> **Directions for this task**
If a record holds a picture, leave the picture out; return everything else exactly.

> **The data**
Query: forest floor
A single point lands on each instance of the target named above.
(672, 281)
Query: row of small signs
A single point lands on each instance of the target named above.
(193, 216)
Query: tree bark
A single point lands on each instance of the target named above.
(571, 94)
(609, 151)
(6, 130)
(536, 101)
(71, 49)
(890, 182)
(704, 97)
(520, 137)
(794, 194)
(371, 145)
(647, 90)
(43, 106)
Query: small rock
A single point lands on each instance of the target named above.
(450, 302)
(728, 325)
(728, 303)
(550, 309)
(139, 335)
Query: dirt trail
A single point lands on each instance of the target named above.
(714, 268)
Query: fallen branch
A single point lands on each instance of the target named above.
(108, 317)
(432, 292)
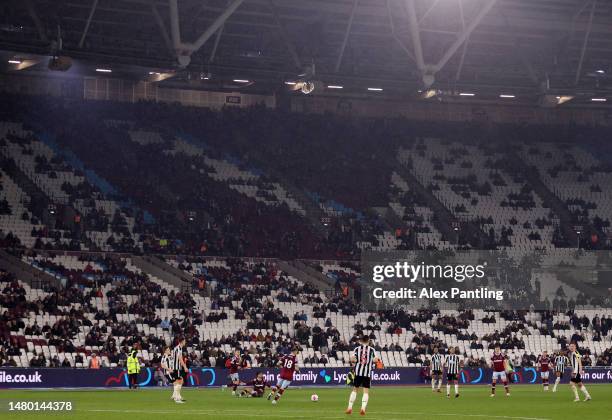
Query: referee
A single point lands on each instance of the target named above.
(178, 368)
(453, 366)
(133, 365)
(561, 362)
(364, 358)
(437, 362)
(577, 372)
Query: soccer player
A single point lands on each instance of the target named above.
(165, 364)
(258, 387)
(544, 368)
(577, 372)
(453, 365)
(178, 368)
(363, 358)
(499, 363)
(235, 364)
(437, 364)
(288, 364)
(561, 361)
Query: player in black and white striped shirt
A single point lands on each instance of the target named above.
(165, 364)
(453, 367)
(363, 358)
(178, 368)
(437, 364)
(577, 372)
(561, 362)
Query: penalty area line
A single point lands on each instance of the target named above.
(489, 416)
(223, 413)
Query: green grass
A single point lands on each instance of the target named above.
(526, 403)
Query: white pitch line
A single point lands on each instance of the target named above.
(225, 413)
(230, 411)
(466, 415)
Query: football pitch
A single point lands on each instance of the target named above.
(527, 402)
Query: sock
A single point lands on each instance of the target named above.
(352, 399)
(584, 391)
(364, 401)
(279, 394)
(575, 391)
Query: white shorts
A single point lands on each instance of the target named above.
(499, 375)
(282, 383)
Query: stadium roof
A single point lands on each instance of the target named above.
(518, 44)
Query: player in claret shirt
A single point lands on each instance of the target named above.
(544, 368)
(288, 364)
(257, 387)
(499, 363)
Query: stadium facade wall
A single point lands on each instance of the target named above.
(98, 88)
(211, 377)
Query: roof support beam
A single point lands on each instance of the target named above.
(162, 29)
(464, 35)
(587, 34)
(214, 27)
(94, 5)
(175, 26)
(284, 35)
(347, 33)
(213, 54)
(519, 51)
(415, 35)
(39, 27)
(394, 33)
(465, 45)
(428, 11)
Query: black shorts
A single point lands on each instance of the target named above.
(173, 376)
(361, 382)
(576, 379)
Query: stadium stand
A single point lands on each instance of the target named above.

> **Written answer**
Query: forest floor
A single point lands on each instance of the target named above.
(672, 281)
Query: row of small signs
A single point lands on each instance of the target named above.
(193, 216)
Query: tree bark
A single point lands on each instance of the target named above.
(571, 94)
(609, 151)
(6, 130)
(536, 101)
(71, 49)
(890, 182)
(704, 97)
(520, 137)
(794, 194)
(371, 145)
(647, 90)
(43, 106)
Query: small rock
A single point lands on each instance of the target named above.
(450, 302)
(728, 325)
(728, 303)
(550, 309)
(139, 335)
Query: dirt trail
A single point lands on each instance of the target named above.
(714, 268)
Query: fallen branch
A single point lands on each instance of the target named above.
(108, 317)
(432, 292)
Query: referee
A single point lands on each instance of the target named above.
(178, 368)
(453, 366)
(133, 365)
(561, 362)
(364, 358)
(437, 362)
(577, 372)
Query: soccer player
A single point lands on each instance of the target named above.
(165, 364)
(258, 387)
(544, 368)
(577, 372)
(453, 365)
(178, 368)
(363, 358)
(499, 363)
(235, 364)
(437, 364)
(288, 364)
(561, 361)
Query: player in black and white striped shirt
A single point lands on each instance of the target named above.
(165, 364)
(453, 367)
(363, 358)
(178, 368)
(437, 364)
(577, 372)
(561, 362)
Query: penalty area line
A single point lands on each instance of the target named above.
(489, 416)
(223, 413)
Query: green grass
A single point lands on each instance of the target named above.
(526, 403)
Query: white pitch line
A single point lands on each instance of the target named above.
(225, 413)
(230, 411)
(466, 415)
Query: football pitch
A single point lands on each instance of the target named above.
(527, 402)
Query: sock
A single point lands on each instance of the target named above.
(352, 399)
(584, 391)
(364, 401)
(279, 394)
(575, 391)
Query: white shorts
A single point lands on each instance of the target named above.
(499, 375)
(282, 383)
Query: stadium roof
A single point lands on each instance of the target named above.
(518, 44)
Query: player in claret shirt
A single point lands on each instance of the target named above.
(544, 368)
(288, 364)
(257, 387)
(499, 363)
Query: stadium facade wall
A single point lands on each instance of the target named above.
(98, 88)
(211, 377)
Query: roof support beam
A single point lands on each instance of the target named above.
(162, 29)
(464, 35)
(587, 34)
(214, 27)
(94, 5)
(175, 26)
(284, 35)
(347, 33)
(213, 54)
(519, 51)
(415, 35)
(39, 27)
(394, 33)
(465, 45)
(428, 11)
Query: black shorts
A single point lands on each instance of the target named above.
(173, 376)
(361, 382)
(576, 379)
Query: stadium stand
A single point lands on each instance of the target named above.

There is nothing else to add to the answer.